**EXERCISE DETAILS:** Line by line, output the material without altering anything.

****************************************

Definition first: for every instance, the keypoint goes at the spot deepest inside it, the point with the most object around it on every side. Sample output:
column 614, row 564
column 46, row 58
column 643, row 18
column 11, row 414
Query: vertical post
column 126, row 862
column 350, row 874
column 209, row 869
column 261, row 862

****************************************

**SOLUTION TO THE PROBLEM:**
Definition first: for every instance, the keypoint goes at the spot deepest inside it, the point with the most object around it on every side. Sample output:
column 614, row 564
column 46, row 58
column 643, row 18
column 11, row 414
Query: vertical post
column 126, row 862
column 350, row 874
column 209, row 869
column 261, row 862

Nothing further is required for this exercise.